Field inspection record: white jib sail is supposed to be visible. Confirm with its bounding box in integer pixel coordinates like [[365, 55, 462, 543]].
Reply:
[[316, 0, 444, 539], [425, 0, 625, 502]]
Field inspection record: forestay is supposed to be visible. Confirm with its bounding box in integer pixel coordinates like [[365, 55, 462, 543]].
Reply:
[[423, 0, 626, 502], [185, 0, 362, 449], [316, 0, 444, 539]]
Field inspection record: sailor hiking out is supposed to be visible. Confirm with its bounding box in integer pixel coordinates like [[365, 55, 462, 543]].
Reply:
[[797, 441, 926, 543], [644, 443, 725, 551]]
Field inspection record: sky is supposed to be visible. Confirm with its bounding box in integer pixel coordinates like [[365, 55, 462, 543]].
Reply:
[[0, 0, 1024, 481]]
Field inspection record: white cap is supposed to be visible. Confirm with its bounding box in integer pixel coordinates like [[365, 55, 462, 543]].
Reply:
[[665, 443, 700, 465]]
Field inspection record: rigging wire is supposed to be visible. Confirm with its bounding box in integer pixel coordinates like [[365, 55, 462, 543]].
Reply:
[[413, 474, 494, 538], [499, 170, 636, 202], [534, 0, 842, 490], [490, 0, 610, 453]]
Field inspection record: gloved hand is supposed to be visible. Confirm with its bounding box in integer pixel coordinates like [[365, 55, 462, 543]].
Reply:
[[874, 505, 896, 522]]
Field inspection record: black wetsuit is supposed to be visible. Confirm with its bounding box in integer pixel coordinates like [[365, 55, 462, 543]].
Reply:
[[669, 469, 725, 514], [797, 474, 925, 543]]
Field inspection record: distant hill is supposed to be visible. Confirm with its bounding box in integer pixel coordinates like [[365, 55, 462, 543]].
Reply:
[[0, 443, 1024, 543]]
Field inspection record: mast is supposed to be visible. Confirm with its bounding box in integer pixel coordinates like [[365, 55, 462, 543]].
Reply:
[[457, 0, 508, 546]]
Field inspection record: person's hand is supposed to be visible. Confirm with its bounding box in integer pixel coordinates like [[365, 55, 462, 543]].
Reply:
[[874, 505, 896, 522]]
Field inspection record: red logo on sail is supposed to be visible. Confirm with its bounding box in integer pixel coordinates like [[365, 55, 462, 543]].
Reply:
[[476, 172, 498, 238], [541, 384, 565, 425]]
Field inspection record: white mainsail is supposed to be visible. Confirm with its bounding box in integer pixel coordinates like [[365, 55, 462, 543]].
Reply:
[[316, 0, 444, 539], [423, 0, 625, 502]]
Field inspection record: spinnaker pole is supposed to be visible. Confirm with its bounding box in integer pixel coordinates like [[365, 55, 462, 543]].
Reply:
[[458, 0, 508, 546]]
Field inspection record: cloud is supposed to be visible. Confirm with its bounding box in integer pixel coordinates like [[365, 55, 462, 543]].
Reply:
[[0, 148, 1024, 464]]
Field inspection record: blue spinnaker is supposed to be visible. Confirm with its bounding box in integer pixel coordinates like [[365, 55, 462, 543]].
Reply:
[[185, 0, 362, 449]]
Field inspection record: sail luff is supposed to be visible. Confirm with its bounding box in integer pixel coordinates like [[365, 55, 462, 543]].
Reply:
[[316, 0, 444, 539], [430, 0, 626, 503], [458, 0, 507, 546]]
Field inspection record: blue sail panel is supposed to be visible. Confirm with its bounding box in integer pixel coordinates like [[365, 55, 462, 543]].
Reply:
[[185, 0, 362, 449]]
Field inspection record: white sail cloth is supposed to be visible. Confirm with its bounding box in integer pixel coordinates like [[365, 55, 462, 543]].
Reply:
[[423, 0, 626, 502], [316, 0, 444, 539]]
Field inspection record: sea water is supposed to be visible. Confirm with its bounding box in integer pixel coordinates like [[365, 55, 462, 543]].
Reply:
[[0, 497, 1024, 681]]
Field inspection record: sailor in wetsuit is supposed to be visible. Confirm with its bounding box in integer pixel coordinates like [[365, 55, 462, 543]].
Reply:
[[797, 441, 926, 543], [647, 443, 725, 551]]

::::::

### Exercise
Please repeat the entries above word for word, beginning at the line that has "Field inspection record: forestay" and stopping after the line that has "[[797, 441, 926, 543], [644, 443, 725, 551]]".

### Task response
Field inspection record: forestay is supposed to be visible. Confirm with its bounding box in integer pixel coordinates like [[365, 55, 462, 543]].
Reply:
[[423, 0, 626, 502], [185, 0, 362, 449], [316, 0, 444, 539]]
Field inspection record: sailor hiking out is supposed to be visible. Confirm with its bounding box in integer pixel coordinates like [[365, 55, 462, 543]].
Reply:
[[797, 441, 926, 543], [644, 443, 725, 551]]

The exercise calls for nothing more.